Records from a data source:
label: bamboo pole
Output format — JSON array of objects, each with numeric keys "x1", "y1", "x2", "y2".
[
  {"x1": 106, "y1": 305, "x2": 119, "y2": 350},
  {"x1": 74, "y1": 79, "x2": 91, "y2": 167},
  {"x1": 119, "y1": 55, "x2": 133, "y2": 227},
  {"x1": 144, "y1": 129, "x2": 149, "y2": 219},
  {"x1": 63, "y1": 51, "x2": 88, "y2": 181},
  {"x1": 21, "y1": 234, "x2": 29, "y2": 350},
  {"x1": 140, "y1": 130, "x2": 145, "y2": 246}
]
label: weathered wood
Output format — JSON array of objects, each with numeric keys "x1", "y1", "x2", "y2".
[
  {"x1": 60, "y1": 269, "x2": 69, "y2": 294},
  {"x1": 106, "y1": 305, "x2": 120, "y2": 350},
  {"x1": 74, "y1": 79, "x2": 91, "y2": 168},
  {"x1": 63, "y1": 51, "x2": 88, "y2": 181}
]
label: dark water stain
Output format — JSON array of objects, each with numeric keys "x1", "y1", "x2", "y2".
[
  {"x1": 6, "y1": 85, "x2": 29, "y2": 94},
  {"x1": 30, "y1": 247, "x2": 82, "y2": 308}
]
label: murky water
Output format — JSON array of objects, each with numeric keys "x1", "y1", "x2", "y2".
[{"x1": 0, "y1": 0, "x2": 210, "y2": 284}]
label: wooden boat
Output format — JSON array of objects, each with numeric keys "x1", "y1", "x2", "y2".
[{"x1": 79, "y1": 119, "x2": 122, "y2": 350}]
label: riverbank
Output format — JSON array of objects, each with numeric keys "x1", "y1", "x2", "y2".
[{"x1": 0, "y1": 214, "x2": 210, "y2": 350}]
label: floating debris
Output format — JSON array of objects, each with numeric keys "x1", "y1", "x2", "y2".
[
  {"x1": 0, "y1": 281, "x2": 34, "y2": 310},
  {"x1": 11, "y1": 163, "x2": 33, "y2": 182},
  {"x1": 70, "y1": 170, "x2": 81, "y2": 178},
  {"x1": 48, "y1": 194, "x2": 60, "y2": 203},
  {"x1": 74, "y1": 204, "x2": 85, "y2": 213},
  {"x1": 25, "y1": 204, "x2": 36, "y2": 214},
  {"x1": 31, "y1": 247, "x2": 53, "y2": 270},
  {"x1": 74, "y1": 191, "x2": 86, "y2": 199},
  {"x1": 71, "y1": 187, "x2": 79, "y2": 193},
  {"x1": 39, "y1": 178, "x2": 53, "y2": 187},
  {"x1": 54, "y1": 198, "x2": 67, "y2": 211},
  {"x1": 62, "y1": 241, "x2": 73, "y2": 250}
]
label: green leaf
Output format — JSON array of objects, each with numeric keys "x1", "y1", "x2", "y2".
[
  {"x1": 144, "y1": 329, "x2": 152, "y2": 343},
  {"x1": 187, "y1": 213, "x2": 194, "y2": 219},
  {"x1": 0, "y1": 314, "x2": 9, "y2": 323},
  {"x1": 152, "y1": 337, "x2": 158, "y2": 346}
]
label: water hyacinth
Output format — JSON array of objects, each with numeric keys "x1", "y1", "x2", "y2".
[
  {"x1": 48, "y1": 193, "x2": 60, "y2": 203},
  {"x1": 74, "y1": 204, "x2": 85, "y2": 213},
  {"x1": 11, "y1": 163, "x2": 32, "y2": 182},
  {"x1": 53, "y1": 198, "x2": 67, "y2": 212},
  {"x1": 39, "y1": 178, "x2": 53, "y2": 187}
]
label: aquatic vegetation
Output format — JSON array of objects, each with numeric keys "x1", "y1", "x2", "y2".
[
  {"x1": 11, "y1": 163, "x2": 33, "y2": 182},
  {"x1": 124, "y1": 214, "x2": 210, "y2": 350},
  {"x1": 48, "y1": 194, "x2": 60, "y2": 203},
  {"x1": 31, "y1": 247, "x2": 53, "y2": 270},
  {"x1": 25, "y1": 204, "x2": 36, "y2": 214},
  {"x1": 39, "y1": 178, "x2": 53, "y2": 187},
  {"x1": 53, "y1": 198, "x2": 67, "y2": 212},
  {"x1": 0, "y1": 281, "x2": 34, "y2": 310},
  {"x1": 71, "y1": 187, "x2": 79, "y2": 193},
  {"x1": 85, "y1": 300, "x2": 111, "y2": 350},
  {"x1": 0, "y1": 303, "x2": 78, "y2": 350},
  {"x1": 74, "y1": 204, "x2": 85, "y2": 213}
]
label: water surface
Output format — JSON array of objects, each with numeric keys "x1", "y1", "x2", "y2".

## Set problem
Recast every line of the material from the line holding "label: aquatic vegetation" through the end of the material, inclusive, as a JSON list of strings with one string per line. Leave out any blank lines.

## Correct result
[
  "label: aquatic vegetation",
  "Output format — JSON array of objects, each with numeric keys \"x1\", \"y1\", \"x2\", \"y2\".",
  "[",
  "  {\"x1\": 11, \"y1\": 163, \"x2\": 33, \"y2\": 182},",
  "  {\"x1\": 124, \"y1\": 214, \"x2\": 210, \"y2\": 350},",
  "  {\"x1\": 48, \"y1\": 194, \"x2\": 60, \"y2\": 203},",
  "  {\"x1\": 31, \"y1\": 247, \"x2\": 53, \"y2\": 270},",
  "  {\"x1\": 25, \"y1\": 204, \"x2\": 36, \"y2\": 214},",
  "  {\"x1\": 39, \"y1\": 178, \"x2\": 53, \"y2\": 187},",
  "  {\"x1\": 53, \"y1\": 198, \"x2\": 67, \"y2\": 212},",
  "  {\"x1\": 0, \"y1\": 281, \"x2\": 34, \"y2\": 310},",
  "  {\"x1\": 71, \"y1\": 187, \"x2\": 79, \"y2\": 193},",
  "  {\"x1\": 85, \"y1\": 300, \"x2\": 111, \"y2\": 350},",
  "  {\"x1\": 0, \"y1\": 303, \"x2\": 78, \"y2\": 350},",
  "  {\"x1\": 74, \"y1\": 204, \"x2\": 85, \"y2\": 213}",
  "]",
  "label: water surface",
  "Output format — JSON array of objects, each with numeric keys \"x1\", \"y1\", \"x2\", \"y2\"."
]